## DATA PROVIDED
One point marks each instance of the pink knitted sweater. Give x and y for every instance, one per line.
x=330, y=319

...

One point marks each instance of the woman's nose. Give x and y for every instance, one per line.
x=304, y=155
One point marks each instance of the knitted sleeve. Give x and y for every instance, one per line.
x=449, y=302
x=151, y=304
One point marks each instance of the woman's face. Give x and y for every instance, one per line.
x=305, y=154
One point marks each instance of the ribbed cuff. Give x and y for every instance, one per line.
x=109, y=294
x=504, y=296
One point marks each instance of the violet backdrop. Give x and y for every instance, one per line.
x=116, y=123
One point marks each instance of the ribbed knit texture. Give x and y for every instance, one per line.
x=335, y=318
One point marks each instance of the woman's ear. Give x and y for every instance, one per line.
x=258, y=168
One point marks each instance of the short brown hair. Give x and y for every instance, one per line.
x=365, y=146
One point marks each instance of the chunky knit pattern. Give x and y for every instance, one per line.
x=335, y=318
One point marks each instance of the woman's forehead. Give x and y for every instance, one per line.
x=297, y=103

==

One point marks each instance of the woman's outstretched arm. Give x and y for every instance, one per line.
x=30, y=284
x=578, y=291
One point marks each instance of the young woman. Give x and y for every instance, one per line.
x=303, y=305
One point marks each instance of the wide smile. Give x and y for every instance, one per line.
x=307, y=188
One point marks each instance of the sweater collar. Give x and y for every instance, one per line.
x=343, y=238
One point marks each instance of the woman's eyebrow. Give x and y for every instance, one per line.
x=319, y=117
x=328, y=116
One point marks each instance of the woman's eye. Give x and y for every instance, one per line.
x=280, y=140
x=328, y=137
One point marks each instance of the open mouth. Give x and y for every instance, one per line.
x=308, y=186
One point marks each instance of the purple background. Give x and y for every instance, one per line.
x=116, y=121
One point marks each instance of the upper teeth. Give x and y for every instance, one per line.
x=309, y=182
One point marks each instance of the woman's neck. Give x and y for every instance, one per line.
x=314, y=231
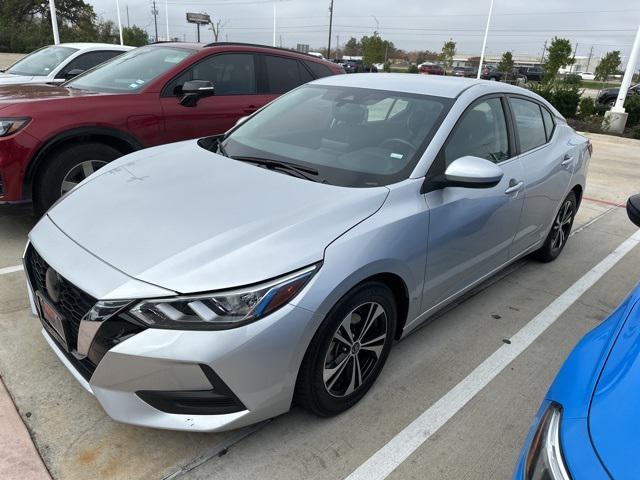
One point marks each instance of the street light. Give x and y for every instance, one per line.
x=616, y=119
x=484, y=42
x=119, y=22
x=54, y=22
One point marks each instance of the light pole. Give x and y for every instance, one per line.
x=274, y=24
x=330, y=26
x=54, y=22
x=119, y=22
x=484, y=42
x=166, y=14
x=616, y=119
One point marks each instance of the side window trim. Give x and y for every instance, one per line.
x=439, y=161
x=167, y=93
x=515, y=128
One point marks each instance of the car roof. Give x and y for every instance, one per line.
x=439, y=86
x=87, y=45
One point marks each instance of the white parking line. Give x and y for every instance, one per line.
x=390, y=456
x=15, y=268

## WHAT IS ASKED
Copy the data from the line containing "One point marks each instance of the pink" through the line containing "x=330, y=319", with "pink knitted sweater" replaced by "rose wool pullover" and nothing else changed.

## THE SOLUTION
One point marks each instance of the rose wool pullover. Give x and y for every instance, one per line.
x=330, y=319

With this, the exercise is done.